= Приведённый отрывок =
Зловещее интеллектуальное превосходство. Как Запад победил в 20-м веке
Победа над СССР была одержана единым уже глобализирующимся Западом, единым ядром капсистемы, где военно-экономическая мощь США была многократно усилена технико-экономической и финансовой мощью их бывших протекторатов – Японии и ФРГ, превратившихся к началу 1970-х годов в самостоятельные центры силы мировой капсистемы.
Сама Америка в 1980-е годы была центром иного по своему качеству, чем в первые тридцать послевоенных лет, ядра глобализирующейся капиталистической системы – Глобамерикой, кластером, матрицей ТНК (прежде всего англо-американских) в не меньшей степени, чем государством.
Возглавляли Глобамерику агрессивные южный и западный сегменты ее политического класса, тесно связанные с военно-промышленным комплексом, ТНК и глобальными финансами («военно-промышленно-интеллектуальный комплекс» – Ч. Джонсон). Такой противник оказался не по зубам СССР, переживавшему к тому же острый системный кризис, включая кризис руководства (США свой структурный кризис 1980-х преодолели благодаря богатству, поднявшейся на более высокий уровень эксплуатации полупериферии и периферии, прежде всего Латинской Америки и Африки, в рамках начинающейся глобализации).

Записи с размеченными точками
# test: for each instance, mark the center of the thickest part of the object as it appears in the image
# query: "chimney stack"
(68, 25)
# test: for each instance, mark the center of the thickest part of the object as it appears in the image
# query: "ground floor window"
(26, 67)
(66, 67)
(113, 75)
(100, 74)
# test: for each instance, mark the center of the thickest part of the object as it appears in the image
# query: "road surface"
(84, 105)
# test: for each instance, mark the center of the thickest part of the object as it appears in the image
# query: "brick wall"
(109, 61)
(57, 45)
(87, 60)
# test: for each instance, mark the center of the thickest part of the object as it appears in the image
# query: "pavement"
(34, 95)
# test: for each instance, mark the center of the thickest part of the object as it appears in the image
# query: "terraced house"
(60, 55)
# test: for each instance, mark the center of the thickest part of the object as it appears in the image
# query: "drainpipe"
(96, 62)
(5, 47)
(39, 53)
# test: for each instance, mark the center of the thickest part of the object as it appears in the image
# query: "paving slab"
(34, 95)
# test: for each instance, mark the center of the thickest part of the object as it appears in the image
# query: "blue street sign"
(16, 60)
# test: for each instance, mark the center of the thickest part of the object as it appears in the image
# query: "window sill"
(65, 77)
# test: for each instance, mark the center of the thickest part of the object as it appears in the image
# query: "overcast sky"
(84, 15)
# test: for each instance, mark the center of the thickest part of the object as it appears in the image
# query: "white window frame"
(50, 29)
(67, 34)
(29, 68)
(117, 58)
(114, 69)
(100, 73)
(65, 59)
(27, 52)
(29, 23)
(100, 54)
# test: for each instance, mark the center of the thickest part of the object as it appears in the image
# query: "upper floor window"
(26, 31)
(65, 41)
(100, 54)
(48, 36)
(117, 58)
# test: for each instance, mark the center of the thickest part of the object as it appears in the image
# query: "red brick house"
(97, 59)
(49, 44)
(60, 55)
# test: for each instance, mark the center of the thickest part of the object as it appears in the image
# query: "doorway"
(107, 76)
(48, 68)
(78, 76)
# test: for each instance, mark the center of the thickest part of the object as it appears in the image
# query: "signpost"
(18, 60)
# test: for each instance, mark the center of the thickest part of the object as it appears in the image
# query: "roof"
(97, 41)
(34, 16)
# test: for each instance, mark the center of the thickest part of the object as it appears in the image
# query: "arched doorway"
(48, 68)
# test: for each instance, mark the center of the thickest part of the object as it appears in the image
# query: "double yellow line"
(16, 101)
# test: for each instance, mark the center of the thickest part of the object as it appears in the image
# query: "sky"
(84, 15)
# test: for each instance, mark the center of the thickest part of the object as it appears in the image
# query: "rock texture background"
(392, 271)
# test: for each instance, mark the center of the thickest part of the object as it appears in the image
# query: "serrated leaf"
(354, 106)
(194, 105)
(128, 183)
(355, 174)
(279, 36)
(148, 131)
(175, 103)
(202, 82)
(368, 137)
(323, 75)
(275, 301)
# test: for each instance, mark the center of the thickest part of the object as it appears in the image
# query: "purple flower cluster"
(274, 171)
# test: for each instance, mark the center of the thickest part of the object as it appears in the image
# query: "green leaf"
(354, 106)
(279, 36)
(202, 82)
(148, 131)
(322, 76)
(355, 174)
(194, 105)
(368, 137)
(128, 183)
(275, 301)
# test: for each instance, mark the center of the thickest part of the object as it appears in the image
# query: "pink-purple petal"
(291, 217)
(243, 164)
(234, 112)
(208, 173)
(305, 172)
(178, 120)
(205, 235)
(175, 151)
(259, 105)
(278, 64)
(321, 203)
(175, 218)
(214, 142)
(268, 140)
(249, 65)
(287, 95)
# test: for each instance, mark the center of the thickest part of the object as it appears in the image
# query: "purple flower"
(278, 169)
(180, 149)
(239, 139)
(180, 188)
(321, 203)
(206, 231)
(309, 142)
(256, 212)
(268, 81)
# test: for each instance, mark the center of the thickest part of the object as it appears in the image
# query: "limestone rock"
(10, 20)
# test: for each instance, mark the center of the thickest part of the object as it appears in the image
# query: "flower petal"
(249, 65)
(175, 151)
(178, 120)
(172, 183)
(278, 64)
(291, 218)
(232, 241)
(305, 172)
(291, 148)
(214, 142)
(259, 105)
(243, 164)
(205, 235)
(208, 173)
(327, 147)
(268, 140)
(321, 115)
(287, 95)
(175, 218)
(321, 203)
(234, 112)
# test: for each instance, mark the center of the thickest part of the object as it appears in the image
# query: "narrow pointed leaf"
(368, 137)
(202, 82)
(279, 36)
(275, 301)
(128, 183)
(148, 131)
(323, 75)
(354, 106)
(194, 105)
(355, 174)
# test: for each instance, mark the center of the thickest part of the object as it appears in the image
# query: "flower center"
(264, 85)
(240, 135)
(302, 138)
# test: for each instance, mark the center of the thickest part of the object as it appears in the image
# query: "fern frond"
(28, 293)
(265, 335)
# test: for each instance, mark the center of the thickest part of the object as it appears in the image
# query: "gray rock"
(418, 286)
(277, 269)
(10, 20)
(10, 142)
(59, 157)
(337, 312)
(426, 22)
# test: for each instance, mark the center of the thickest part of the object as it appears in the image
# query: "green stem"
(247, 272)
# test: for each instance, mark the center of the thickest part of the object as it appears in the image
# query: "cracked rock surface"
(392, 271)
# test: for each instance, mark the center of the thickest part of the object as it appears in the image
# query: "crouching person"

= Выполните задания =
• 1. Перепишите фрагмент текста о победе Запада от «Возглавляли Глобамерику агрессивные» до «рамках начинающейся глобализации).», заменив «СССР» на «Советскому Союзу».
• 2. Благодаря чему, согласно тексту о победе Запада, США преодолели свой структурный кризис 1980-х годов?
• 3. Напишите продолжение текста о победе Запада в 20-м веке.
Записи здесь никак не используются.

= Ответы к заданиям =
• 1.
Возглавляли Глобамерику агрессивные южный и западный сегменты ее политического класса, тесно связанные с военно-промышленным комплексом, ТНК и глобальными финансами («военно-промышленно-интеллектуальный комплекс» – Ч. Джонсон). Такой противник оказался не по зубам Советскому Союзу, переживавшему к тому же острый системный кризис, включая кризис руководства (США свой структурный кризис 1980-х преодолели благодаря богатству, поднявшейся на более высокий уровень эксплуатации полупериферии и периферии, прежде всего Латинской Америки и Африки, в рамках начинающейся глобализации).

• 2. Благодаря богатству и эксплуатации полупериферии и периферии, прежде всего Латинской Америки и Африки. Эта эксплуатация поднялась на более высокий уровень в рамках начинающейся глобализации.

• 3.
Комбинация, «волновой резонанс» в коротком временном промежутке нескольких факторов – внутреннего системного кризиса, некомпетентности господствующих групп советского общества, их психоисторической неадекватности современному миру, глубокого провинциализма «мышления», которое было преподнесено urbi et orbi в качестве нового, готовности «начать» сдавать мировые позиции, лишь бы сохранить власть, а также личное и групповое потребление на «нефтедолларовом» уровне 1973–1983 гг., прямое предательство и сговор с западными лидерами части советского руководства, превращение Запада в Север – финансово-экономический глобальный «Франкенштейн» (М. Уокер), с которым не могло тягаться ни одно государство, даже евразийское.
Наконец, использование Западом в 1970–1980-е годы против евразийского СССР «китайской карты» континентельного азиатского гиганта Китая, который в пунктирно-уменьшенном и не военном, а политико-стратегическом варианте сыграл по отношению к России/СССР ту роль, которую она играла по отношению к Германии в первой половине ХХ в. – все это привело к одностороннему выходу СССР из «холодной войны», «мальтийской сдаче» (1989) и поражению: как говорил Тацит, поражение в битве терпит тот, кто первым опускает глаза. А глаза советская верхушка и особенно ее интеллектуальная обслуга – работники пропагандистского фронта, почему-то считавшие себя интеллигенцией, – опустили уже в 1960-е годы.
Председатель Совета министров СССР Алексей Косыгин в Канаде (1971)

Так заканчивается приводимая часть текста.